Directions for this task
Which lines in the material below contain the word "carved"? Pull out each of them in full.

Entries from a point annotation set

# # # # #

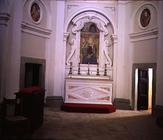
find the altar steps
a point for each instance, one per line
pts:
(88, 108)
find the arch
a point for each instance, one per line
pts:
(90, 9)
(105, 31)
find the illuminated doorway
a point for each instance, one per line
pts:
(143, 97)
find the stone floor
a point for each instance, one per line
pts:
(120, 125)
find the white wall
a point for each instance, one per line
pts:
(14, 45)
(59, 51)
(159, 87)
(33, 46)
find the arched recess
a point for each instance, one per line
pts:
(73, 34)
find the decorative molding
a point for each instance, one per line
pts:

# # # # #

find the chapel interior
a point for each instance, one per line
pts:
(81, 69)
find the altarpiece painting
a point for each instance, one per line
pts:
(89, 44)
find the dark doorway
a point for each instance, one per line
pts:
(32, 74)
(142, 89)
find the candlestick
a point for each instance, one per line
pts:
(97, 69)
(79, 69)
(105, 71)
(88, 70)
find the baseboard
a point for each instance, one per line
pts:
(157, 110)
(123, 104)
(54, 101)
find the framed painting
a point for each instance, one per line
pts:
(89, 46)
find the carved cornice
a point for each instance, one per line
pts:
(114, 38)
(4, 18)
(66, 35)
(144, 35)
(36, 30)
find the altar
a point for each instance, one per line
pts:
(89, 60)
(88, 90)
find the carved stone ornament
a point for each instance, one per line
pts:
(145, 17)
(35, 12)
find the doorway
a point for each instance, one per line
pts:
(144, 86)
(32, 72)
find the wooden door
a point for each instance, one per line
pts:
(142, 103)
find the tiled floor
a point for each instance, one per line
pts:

# # # # #

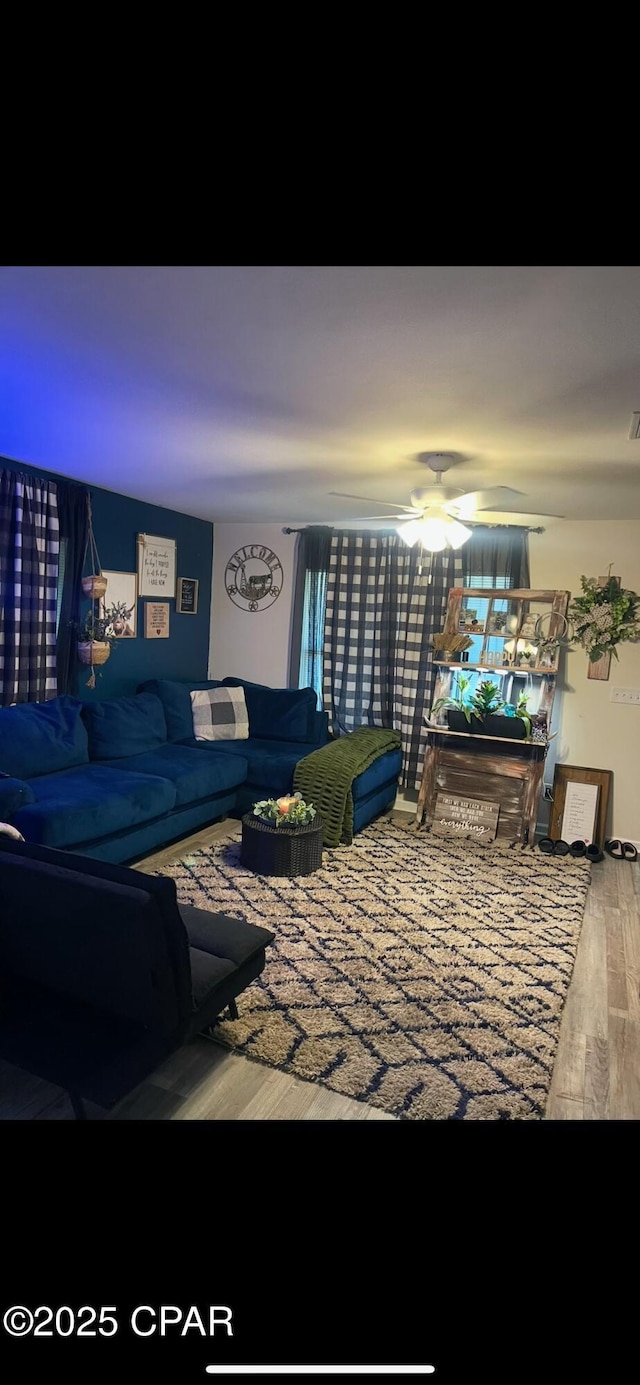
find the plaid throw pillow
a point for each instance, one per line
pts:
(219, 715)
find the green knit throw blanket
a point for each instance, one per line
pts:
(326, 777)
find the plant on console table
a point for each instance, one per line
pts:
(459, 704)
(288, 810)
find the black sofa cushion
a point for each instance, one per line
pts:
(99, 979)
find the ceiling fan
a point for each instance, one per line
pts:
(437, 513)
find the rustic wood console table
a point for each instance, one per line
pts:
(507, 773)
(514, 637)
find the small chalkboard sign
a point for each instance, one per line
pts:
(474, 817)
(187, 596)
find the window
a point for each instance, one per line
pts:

# # # # #

Output
find the carved cornice
find the carved stone ornament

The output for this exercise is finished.